==== Records
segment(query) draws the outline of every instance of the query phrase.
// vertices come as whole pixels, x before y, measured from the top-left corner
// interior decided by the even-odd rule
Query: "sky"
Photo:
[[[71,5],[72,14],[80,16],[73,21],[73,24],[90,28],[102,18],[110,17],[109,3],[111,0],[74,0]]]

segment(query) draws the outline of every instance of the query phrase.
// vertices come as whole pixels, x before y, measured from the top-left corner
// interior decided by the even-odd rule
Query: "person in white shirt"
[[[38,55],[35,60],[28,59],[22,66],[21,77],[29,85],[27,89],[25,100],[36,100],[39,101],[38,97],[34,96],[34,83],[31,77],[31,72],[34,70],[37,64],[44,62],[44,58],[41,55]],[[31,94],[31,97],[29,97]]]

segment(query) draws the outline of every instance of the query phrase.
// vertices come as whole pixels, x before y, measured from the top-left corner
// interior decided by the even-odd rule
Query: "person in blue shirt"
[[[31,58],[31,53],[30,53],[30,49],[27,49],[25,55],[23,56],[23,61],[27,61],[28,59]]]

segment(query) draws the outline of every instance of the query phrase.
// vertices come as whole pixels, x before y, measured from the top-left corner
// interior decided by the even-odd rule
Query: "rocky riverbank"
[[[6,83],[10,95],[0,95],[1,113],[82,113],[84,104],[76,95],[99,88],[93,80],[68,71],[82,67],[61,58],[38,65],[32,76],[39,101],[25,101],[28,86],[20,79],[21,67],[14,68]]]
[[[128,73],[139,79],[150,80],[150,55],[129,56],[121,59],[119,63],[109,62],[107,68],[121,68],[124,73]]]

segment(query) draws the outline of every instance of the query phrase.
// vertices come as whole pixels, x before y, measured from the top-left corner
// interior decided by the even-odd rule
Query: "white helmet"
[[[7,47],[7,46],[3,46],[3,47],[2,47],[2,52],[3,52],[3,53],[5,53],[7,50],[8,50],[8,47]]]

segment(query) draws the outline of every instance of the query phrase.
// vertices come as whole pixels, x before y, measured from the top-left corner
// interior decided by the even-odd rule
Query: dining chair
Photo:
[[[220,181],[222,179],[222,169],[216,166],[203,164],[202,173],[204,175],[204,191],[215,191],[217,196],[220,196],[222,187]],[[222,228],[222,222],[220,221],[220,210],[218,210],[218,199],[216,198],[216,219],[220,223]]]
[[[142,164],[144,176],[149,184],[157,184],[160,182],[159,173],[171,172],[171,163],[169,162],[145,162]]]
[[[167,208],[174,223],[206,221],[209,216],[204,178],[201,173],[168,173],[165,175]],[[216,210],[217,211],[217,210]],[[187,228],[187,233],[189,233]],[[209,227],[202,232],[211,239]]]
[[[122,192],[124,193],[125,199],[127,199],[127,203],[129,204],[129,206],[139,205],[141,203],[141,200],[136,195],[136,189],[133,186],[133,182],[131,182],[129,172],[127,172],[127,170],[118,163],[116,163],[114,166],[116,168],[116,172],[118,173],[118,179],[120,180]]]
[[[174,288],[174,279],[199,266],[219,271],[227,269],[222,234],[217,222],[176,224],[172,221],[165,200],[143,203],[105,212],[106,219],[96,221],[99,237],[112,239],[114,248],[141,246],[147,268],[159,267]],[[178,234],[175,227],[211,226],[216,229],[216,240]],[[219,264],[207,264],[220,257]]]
========
▸ Problem: The expected output is the complete data, repeated exactly.

▸ Response:
segment(query) draws the outline of every instance of the query phrase.
// vertices come as whole pixels, x before y, measured from the top-left corner
// interior decided by the even-odd rule
Query: "sky"
Photo:
[[[71,5],[72,14],[80,16],[73,21],[73,24],[90,28],[102,18],[110,17],[109,3],[111,0],[74,0]]]

segment(query) draws the outline of every instance of the query phrase.
// vertices come as whole pixels, x before y, measured from the top-left corner
// interior decided by the even-odd rule
Query: "person in white shirt"
[[[38,55],[35,60],[28,59],[22,66],[21,77],[29,85],[27,89],[25,100],[36,100],[39,101],[38,97],[34,96],[34,83],[31,77],[31,72],[34,70],[37,64],[44,62],[44,58],[41,55]],[[31,94],[31,97],[29,97]]]

segment(query) draws the outline of every instance of the query phrase.
// vertices come as whole pixels, x before y, measured from the top-left corner
// interior decided by the even-odd rule
Query: "person in blue shirt"
[[[31,58],[31,53],[30,53],[30,49],[27,49],[25,55],[23,56],[23,61],[27,61],[28,59]]]

segment(query) draws the outline of every instance of the query phrase.
// vertices come as whole pixels, x before y, measured from the top-left corner
// interior decided by the even-odd rule
Query: "rocky riverbank"
[[[6,83],[10,95],[0,95],[1,113],[82,113],[84,104],[76,95],[99,88],[93,80],[68,71],[82,67],[61,58],[38,65],[32,76],[39,101],[25,101],[28,86],[20,79],[21,67],[14,68]]]
[[[128,73],[139,79],[150,80],[150,55],[129,56],[121,59],[119,63],[109,62],[107,68],[121,68],[124,73]]]

segment(query) draws the outline of every instance of the query phrase.
// vertices come as whole pixels, x before y, measured from the top-left corner
// interior decided by the even-odd rule
Query: "white helmet"
[[[7,47],[7,46],[3,46],[3,47],[2,47],[2,52],[3,52],[3,53],[5,53],[7,50],[8,50],[8,47]]]

segment(query) draws the outline of every instance of the query phrase.
// vertices come as whole pixels, x before y, measured from the top-left corner
// interior decided by the even-odd rule
Query: dining chair
Photo:
[[[220,181],[222,179],[222,169],[216,166],[203,164],[202,173],[204,175],[204,191],[215,191],[217,196],[220,196],[222,187]],[[222,228],[222,222],[220,221],[220,210],[218,210],[218,199],[216,198],[216,219],[220,223]]]
[[[142,164],[144,176],[149,184],[157,184],[160,182],[159,173],[171,172],[171,163],[169,162],[145,162]]]
[[[167,208],[174,223],[206,221],[209,216],[204,178],[201,173],[168,173],[165,175]],[[216,210],[217,211],[217,210]],[[187,228],[187,233],[189,233]],[[209,227],[202,232],[211,239]]]
[[[122,192],[124,193],[125,199],[127,199],[127,203],[129,204],[129,206],[139,205],[141,203],[141,200],[136,195],[136,189],[133,186],[133,182],[131,182],[129,172],[127,172],[127,170],[118,163],[116,163],[114,166],[116,168],[116,172],[118,173],[118,179],[120,180]]]
[[[174,288],[174,279],[199,266],[219,271],[227,269],[222,234],[217,222],[176,224],[172,221],[165,200],[143,203],[105,212],[106,219],[96,221],[99,237],[112,239],[114,248],[141,246],[147,268],[159,267]],[[178,234],[175,227],[211,226],[216,229],[216,240]],[[219,264],[207,264],[220,257]]]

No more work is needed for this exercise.